GOAL: Please quote every one of the following items word for word, from the first to the last.

GIVEN DATA:
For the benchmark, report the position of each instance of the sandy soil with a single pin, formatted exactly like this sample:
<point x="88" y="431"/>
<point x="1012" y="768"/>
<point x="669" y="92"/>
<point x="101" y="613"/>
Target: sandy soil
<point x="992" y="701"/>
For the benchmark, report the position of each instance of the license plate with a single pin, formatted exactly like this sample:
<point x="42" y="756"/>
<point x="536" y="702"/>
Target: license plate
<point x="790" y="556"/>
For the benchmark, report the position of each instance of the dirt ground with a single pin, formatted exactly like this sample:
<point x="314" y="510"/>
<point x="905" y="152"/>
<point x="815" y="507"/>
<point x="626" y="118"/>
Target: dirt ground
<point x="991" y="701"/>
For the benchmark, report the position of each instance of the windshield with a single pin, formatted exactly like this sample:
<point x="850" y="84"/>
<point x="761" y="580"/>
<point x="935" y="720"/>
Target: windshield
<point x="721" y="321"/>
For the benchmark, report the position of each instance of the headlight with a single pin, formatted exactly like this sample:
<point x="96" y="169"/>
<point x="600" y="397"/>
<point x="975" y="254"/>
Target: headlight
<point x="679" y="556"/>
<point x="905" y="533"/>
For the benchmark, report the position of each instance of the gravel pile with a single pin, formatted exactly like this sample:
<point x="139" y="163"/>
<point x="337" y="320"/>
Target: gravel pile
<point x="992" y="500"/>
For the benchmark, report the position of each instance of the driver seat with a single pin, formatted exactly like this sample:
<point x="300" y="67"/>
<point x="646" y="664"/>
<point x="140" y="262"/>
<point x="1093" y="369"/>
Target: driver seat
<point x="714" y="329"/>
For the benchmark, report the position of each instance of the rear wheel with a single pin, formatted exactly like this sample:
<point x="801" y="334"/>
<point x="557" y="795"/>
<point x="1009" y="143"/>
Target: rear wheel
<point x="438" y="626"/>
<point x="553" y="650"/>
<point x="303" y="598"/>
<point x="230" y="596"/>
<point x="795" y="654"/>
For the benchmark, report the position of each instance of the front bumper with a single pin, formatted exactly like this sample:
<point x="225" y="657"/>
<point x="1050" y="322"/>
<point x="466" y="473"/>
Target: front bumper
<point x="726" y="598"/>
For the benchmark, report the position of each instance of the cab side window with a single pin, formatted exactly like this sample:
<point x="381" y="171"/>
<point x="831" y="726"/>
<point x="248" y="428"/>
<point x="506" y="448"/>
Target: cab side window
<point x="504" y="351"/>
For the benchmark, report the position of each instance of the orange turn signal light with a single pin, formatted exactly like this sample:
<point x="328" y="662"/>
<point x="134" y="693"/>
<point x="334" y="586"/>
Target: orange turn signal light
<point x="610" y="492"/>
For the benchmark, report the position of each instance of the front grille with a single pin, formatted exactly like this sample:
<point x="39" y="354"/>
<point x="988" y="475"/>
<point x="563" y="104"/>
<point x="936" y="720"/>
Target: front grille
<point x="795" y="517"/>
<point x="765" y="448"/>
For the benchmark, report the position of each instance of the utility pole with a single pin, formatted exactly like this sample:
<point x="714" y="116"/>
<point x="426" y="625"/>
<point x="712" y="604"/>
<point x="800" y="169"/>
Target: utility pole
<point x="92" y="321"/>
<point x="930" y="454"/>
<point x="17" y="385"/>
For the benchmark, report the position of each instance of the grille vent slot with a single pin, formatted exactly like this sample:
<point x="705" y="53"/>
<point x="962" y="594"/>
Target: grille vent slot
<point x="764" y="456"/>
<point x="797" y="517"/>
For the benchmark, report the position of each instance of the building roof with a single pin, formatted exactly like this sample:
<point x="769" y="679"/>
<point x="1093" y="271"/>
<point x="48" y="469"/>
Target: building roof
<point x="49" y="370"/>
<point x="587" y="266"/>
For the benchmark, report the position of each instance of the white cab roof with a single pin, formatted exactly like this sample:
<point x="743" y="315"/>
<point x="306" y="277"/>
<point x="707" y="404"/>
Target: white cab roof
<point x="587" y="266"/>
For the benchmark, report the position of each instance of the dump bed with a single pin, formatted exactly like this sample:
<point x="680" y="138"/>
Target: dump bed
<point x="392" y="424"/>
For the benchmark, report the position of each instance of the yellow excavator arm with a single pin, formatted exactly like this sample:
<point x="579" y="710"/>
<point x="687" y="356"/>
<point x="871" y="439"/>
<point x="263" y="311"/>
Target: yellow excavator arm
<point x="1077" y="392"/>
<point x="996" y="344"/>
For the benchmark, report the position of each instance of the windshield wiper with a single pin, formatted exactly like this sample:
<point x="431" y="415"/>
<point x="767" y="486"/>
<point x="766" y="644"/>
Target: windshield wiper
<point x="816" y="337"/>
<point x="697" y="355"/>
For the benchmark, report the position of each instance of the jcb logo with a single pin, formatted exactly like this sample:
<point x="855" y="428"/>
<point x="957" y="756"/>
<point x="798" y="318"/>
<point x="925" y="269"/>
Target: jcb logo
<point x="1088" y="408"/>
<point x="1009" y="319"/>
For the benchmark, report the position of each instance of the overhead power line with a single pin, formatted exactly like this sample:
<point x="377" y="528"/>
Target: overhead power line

RESULT FOR THIS TASK:
For the benchmark, report the position of each instance of the sandy soil with a single pin, formatted exactly like this sample:
<point x="88" y="431"/>
<point x="1012" y="768"/>
<point x="669" y="92"/>
<point x="101" y="613"/>
Target: sandy soil
<point x="992" y="701"/>
For the benchmark, report the position of each instance of the license plate with a single pin, formatted exactly like this sample:
<point x="42" y="756"/>
<point x="536" y="702"/>
Target: license plate
<point x="790" y="556"/>
For the benchmark, report the position of each instance of the dirt ground with a single pin, formatted exactly like this sample:
<point x="314" y="510"/>
<point x="905" y="152"/>
<point x="815" y="507"/>
<point x="626" y="118"/>
Target: dirt ground
<point x="991" y="701"/>
For the benchmark, report the position of each instance of the windshield with a single pin, formatted exactly like this sample:
<point x="850" y="84"/>
<point x="761" y="580"/>
<point x="935" y="720"/>
Target: windshield
<point x="721" y="321"/>
For the benchmark, report the position of each instance of the headlight with a single pin, formatted exactly like this sample:
<point x="96" y="169"/>
<point x="600" y="397"/>
<point x="975" y="254"/>
Target: headlight
<point x="679" y="556"/>
<point x="905" y="533"/>
For the benchmark, report the position of each instance of the gravel pile with a single pin, formatted exactly like this sample:
<point x="139" y="163"/>
<point x="337" y="320"/>
Target: gravel pile
<point x="992" y="500"/>
For the benchmark, report the position of each instance of the driver seat with a single pin, formatted exactly like this sample:
<point x="300" y="67"/>
<point x="646" y="664"/>
<point x="140" y="262"/>
<point x="1093" y="369"/>
Target: driver seat
<point x="714" y="329"/>
For the benchmark, report the position of each instance of the rear wheel with a single pin, formatted exactly like this sample:
<point x="801" y="334"/>
<point x="557" y="795"/>
<point x="1009" y="143"/>
Target: rear wheel
<point x="438" y="626"/>
<point x="553" y="650"/>
<point x="303" y="598"/>
<point x="230" y="596"/>
<point x="795" y="654"/>
For the benchmark, report the position of each instance of the front bumper with a single pin, formatted exactly like this sample:
<point x="225" y="657"/>
<point x="1050" y="322"/>
<point x="466" y="473"/>
Target: front bumper
<point x="726" y="598"/>
For the benchmark, report the position of each instance of the cab side window with a single pin, formatted exactly like this sample:
<point x="381" y="171"/>
<point x="831" y="726"/>
<point x="248" y="428"/>
<point x="506" y="448"/>
Target: cab side window
<point x="504" y="351"/>
For the benchmark, report the position of each instance of the orange turn signal light with a single pin, formatted exactly like this sample:
<point x="328" y="662"/>
<point x="134" y="693"/>
<point x="334" y="586"/>
Target: orange turn signal light
<point x="610" y="492"/>
For the benchmark, report the position of each instance of the front grille with a single pin, formatted exactly like this sample:
<point x="39" y="354"/>
<point x="988" y="475"/>
<point x="563" y="104"/>
<point x="936" y="720"/>
Target: front grille
<point x="795" y="517"/>
<point x="765" y="448"/>
For the benchmark, report the position of each instance of the utility pole with a single pin, formatted exactly like this sample:
<point x="714" y="116"/>
<point x="426" y="625"/>
<point x="712" y="604"/>
<point x="800" y="169"/>
Target: utility pole
<point x="92" y="321"/>
<point x="930" y="454"/>
<point x="17" y="385"/>
For the benchmark, report the position of each instance of the grille vent slot with a single pin, formatted exactly like this sample:
<point x="705" y="53"/>
<point x="962" y="594"/>
Target: grille vent slot
<point x="764" y="456"/>
<point x="797" y="517"/>
For the benchmark, report the position of each instance of the building roof with a single pin, formatted exactly like this sample:
<point x="769" y="679"/>
<point x="1093" y="271"/>
<point x="48" y="469"/>
Target: building roof
<point x="49" y="370"/>
<point x="587" y="266"/>
For the benchmark, report the position of each instance of the white cab roof with a single pin, formatted exactly like this sample:
<point x="743" y="315"/>
<point x="306" y="277"/>
<point x="707" y="404"/>
Target: white cab roof
<point x="587" y="266"/>
For the benchmark, report the position of each instance of the dump bed with a single pin, formatted exactly like this sample:
<point x="680" y="138"/>
Target: dump bed
<point x="392" y="424"/>
For the benchmark, report the position of each instance of the yellow excavator arm with a single pin, formatted exactly like this sample:
<point x="579" y="710"/>
<point x="687" y="356"/>
<point x="871" y="439"/>
<point x="263" y="311"/>
Target: yellow excavator arm
<point x="1077" y="392"/>
<point x="996" y="344"/>
For the benchmark, report the position of each instance of the windshield wiper with a single pin, formatted exactly like this sample:
<point x="431" y="415"/>
<point x="767" y="486"/>
<point x="766" y="644"/>
Target: windshield wiper
<point x="816" y="337"/>
<point x="697" y="355"/>
For the benchmark, report the position of each instance of the jcb logo with a single pin, formatted exactly like this sample:
<point x="855" y="428"/>
<point x="957" y="756"/>
<point x="798" y="318"/>
<point x="925" y="269"/>
Target: jcb logo
<point x="1088" y="408"/>
<point x="1009" y="319"/>
For the benchmark, report the position of each instance of the overhead power line with a single pin, formatted exactly like this sample:
<point x="377" y="528"/>
Target: overhead power line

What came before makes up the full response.